[BRANO DI LETTURA]
L’incidenza del tumore alla prostata in Europa
Pubblicato su BMJ uno studio condotto da IARC e CRO che sottolinea come la sovradiagnosi spieghi le differenze osservate dal 1980 al 2017
In Italia il cancro della prostata è il tumore più diffuso nella popolazione maschile e rappresenta il 18,5 per cento di tutti i tumori diagnosticati nell’uomo. Un nuovo studio, pubblicato sull’importante rivista British Medical Journal, ha mostrato che un numero rilevante di tumori alla prostata viene sovradiagnosticato in Europa a causa dell’intensità variabile di test con un esame del sangue che misura la quantità di antigene prostatico specifico (PSA). La sovradiagnosi consiste nella diagnosi di un tumore che, anche se non scoperto, non avrebbe causato sintomi né effetti negativi sulla salute nel corso della vita di una persona.
Lo studio è stato condotto da ricercatori dell’Agenzia Internazionale per la Ricerca sul Cancro (IARC) di Lione in collaborazione con ricercatori del Centro di Riferimento Oncologico di Aviano e di altri Istituti internazionali e con il supporto della Fondazione AIRC per la ricerca sul cancro. Attraverso un confronto delle principali caratteristiche epidemiologiche dei tumori della prostata in 26 Paesi europei, lo studio ha quantificato la variabilità dei tassi di incidenza rispetto a come sono variate la frequenza dei test del PSA e i tassi di mortalità.
Nel periodo compreso fra il 1980 e il 2017, i tassi di incidenza per tumori della prostata sono aumentati ovunque in Europa, anche se in modo eterogeneo fra i vari Paesi. La grande differenza – sia nell’entità che nel tasso di incidenza – coincide con le variazioni temporali della frequenza di test PSA. Al contrario, i tassi di mortalità sono stati decisamente più bassi e meno variabili rispetto ai tassi di incidenza. Nei primi anni 2000 in Italia, Francia e Spagna, per esempio, è stato riscontrato un numero di nuovi casi oltre 10 volte più numeroso rispetto ai decessi registrati.
[/BRANO DI LETTURA]
- CONSEGNA:
Riscrivi tutto il passo del testo sul tumore alla prostata che va da "Lo studio è" fino a "tassi di mortalità.", sostituendo "ricercatori" con "studiosi".
[ESTRATTI DEI DATI]
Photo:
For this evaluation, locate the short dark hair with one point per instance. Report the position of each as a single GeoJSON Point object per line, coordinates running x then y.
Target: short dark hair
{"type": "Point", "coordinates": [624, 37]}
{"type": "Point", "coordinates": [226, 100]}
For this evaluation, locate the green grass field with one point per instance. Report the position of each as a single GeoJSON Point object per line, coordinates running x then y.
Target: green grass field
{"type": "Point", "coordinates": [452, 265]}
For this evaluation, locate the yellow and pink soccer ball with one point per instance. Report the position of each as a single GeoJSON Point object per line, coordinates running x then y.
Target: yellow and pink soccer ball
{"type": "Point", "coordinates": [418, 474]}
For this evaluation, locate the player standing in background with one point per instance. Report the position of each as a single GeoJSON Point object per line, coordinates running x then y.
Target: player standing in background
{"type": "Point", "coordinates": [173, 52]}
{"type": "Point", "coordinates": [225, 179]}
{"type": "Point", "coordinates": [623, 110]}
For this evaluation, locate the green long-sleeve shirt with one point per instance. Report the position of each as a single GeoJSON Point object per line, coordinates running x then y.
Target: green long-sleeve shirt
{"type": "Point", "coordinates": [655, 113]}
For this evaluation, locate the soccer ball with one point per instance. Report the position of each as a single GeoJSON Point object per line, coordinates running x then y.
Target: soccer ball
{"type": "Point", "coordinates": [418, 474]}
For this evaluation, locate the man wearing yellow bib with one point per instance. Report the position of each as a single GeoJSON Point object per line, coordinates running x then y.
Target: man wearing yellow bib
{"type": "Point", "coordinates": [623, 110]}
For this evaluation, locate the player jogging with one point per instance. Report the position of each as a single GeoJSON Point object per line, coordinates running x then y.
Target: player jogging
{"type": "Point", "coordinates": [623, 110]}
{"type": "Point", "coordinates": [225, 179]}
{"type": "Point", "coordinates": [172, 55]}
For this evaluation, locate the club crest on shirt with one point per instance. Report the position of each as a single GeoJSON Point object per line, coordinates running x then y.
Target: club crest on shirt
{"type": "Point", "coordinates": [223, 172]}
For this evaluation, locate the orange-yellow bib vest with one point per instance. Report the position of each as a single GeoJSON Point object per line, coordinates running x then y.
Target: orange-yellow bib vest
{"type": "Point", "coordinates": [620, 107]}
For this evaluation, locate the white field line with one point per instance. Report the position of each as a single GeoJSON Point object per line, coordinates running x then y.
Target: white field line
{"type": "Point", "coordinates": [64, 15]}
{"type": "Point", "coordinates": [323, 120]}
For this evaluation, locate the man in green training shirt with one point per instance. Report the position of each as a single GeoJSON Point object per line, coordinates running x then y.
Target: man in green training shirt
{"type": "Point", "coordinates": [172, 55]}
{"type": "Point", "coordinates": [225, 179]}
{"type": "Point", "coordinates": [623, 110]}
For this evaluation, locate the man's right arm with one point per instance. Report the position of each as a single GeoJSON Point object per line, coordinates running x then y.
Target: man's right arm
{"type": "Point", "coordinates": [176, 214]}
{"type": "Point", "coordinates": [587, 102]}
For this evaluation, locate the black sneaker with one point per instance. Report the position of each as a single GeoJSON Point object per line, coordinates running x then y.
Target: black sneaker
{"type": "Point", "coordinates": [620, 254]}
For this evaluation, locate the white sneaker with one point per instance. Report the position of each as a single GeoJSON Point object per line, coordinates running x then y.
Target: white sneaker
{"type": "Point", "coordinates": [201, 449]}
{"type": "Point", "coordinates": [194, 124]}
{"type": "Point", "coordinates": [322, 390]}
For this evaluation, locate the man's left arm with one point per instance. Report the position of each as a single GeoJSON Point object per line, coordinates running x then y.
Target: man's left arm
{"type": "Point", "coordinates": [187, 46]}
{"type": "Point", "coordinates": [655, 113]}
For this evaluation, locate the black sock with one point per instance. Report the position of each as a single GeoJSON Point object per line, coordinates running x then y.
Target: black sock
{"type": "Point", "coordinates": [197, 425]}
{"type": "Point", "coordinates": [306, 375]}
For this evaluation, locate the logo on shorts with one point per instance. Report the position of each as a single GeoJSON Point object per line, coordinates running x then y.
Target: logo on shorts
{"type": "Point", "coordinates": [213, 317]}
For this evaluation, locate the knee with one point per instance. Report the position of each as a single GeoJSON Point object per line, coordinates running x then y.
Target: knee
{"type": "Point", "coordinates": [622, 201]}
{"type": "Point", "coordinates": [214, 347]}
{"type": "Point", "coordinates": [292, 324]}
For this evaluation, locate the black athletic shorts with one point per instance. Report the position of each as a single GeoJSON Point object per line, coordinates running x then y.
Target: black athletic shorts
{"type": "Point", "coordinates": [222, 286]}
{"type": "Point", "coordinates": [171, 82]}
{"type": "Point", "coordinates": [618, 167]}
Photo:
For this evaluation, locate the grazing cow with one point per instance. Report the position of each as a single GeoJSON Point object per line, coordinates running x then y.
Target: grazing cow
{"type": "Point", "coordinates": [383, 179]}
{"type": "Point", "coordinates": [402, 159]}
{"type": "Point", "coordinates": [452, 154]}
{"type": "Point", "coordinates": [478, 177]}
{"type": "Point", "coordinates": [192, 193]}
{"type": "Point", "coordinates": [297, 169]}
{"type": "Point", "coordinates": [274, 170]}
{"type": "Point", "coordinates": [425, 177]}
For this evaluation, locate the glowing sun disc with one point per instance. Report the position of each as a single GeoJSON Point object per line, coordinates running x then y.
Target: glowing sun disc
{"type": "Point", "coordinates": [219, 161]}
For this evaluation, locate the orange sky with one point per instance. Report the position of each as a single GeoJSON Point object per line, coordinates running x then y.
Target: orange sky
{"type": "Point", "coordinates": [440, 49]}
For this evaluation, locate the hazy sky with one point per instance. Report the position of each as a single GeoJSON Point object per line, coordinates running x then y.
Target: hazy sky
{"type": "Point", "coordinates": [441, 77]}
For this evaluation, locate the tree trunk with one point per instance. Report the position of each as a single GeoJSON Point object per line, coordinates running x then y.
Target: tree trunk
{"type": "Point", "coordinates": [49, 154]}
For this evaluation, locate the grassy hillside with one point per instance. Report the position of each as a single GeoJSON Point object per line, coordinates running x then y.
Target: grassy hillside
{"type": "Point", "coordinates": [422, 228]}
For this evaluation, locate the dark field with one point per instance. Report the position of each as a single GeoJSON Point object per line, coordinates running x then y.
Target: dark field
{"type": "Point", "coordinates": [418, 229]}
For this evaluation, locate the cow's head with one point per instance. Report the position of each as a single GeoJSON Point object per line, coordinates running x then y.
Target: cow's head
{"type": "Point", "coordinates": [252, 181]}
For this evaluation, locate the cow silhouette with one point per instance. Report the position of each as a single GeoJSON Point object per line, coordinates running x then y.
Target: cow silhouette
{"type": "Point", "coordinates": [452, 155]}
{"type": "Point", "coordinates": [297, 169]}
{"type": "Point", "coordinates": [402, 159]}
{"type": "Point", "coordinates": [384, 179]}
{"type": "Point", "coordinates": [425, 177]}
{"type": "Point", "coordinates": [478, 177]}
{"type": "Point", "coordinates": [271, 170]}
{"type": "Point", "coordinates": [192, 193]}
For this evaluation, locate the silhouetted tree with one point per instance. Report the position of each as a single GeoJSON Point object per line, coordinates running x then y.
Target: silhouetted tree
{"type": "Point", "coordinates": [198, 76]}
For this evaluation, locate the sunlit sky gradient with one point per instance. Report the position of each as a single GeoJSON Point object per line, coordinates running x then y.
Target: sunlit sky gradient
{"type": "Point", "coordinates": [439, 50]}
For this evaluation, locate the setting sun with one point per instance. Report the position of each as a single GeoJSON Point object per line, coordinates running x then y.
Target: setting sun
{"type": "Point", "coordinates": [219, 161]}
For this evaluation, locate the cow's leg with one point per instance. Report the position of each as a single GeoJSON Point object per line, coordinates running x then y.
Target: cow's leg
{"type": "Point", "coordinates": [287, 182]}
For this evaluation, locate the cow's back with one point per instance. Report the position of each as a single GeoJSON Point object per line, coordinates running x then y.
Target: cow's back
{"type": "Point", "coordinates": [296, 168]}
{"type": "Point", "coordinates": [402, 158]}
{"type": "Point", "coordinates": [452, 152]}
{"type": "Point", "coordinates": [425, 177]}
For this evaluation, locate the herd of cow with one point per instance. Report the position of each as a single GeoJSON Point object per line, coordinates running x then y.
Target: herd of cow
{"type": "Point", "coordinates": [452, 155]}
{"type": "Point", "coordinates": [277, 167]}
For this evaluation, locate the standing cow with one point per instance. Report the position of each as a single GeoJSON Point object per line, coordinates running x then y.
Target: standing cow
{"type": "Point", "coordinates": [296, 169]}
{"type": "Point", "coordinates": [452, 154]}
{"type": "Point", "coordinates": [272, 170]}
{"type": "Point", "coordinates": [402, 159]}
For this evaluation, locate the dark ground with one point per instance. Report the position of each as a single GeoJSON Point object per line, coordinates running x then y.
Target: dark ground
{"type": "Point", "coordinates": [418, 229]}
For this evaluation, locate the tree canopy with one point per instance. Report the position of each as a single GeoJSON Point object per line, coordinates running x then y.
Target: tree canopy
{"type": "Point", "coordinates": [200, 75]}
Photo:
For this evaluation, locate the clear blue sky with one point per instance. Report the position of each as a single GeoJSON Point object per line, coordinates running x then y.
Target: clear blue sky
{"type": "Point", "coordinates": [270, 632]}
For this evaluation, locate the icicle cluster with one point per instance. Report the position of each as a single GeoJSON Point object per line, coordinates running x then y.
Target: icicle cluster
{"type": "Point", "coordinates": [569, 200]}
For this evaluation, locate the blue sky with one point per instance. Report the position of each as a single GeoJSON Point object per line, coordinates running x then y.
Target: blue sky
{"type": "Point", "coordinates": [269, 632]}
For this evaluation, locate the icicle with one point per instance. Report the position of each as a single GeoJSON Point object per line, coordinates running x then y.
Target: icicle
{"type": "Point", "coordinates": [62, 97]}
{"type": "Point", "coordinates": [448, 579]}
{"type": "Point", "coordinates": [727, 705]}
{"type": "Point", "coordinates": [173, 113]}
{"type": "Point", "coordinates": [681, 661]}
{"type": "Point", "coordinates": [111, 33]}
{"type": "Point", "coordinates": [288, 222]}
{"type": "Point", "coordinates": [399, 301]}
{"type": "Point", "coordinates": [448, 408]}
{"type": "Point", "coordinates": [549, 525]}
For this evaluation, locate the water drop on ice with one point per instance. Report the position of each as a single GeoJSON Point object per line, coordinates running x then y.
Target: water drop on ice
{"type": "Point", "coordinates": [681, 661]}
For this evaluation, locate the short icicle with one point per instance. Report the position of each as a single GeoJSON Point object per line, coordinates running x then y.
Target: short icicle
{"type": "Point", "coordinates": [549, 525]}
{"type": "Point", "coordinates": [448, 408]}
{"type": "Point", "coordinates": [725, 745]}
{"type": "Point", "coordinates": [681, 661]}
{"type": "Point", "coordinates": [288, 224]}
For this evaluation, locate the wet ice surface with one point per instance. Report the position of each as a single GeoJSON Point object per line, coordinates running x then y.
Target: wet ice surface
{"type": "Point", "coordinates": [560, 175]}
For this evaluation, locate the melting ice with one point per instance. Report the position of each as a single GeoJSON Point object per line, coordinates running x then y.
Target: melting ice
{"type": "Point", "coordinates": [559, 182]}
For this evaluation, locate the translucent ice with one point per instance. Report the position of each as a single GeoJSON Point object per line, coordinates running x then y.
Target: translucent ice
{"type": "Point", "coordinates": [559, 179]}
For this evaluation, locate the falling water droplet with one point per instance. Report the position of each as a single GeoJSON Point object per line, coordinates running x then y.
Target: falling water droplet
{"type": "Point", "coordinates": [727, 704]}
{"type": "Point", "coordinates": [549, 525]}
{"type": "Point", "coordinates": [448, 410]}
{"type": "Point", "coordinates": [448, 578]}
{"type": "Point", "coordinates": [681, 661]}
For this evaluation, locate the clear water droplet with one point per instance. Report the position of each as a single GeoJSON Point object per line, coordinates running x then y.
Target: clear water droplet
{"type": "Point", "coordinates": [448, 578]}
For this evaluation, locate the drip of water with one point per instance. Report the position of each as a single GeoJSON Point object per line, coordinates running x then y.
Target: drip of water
[/ESTRATTI DEI DATI]
- SVOLGIMENTO:
Lo studio è stato condotto da studiosi dell’Agenzia Internazionale per la Ricerca sul Cancro (IARC) di Lione in collaborazione con studiosi del Centro di Riferimento Oncologico di Aviano e di altri Istituti internazionali e con il supporto della Fondazione AIRC per la ricerca sul cancro. Attraverso un confronto delle principali caratteristiche epidemiologiche dei tumori della prostata in 26 Paesi europei, lo studio ha quantificato la variabilità dei tassi di incidenza rispetto a come sono variate la frequenza dei test del PSA e i tassi di mortalità.